* [Task] Copy everything in the listing below word for word, apart from any images.

=-=-=

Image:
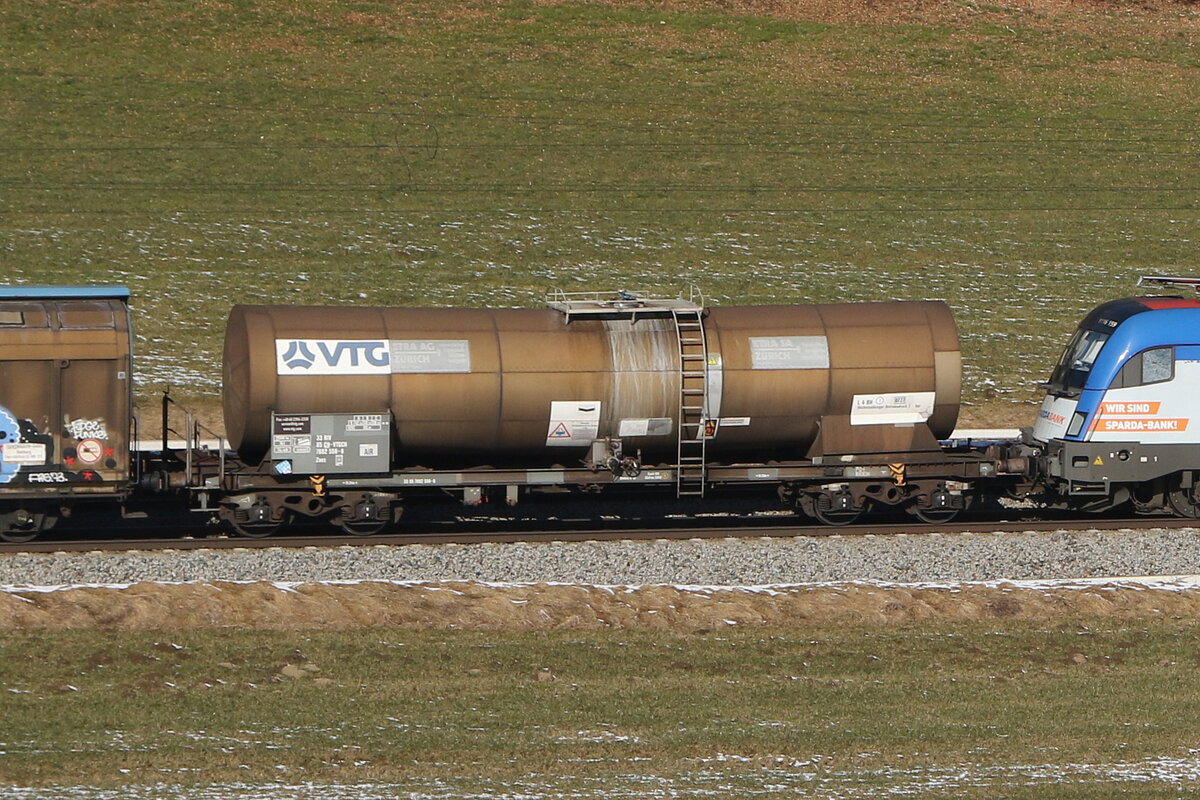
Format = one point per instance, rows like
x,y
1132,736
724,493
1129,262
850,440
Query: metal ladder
x,y
690,458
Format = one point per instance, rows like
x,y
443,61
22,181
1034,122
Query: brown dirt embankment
x,y
474,606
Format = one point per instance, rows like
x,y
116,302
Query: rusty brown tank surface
x,y
468,386
65,397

=-=-=

* [Exercise result]
Image:
Format = one point per instance, rows like
x,y
1132,736
724,493
1129,262
850,440
Query: metal ladder
x,y
690,458
Format = one point per instance, rows like
x,y
443,61
22,181
1034,122
Query: brown dirt embankment
x,y
474,606
Format = one point per instance, rows like
x,y
116,302
Query: rusty brown tank surface
x,y
468,386
65,397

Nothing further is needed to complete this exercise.